▶ TASK REQUIREMENTS:
Render the listing below as a Markdown table with the columns Row and Line, one numbered row per line, skipping blank lines. Omit the pictures.

▶ DATA:
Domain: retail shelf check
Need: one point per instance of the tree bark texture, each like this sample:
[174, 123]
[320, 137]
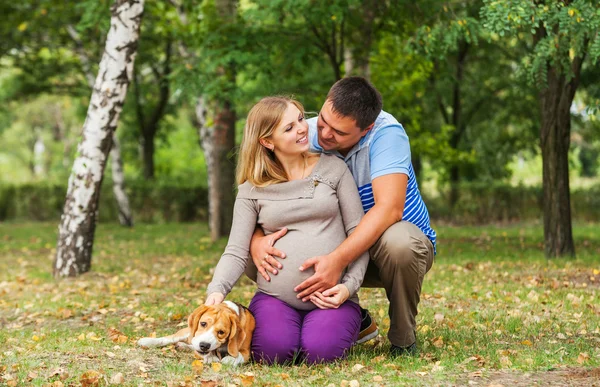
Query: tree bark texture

▶ WRITTEN RESPONSE:
| Row | Line |
|---|---|
| 1 | Domain: retail shelf check |
| 2 | Need: one point per instance of the tree bark texture, each like this sample: |
| 3 | [174, 123] |
| 4 | [320, 137] |
| 5 | Query: tree bark texture |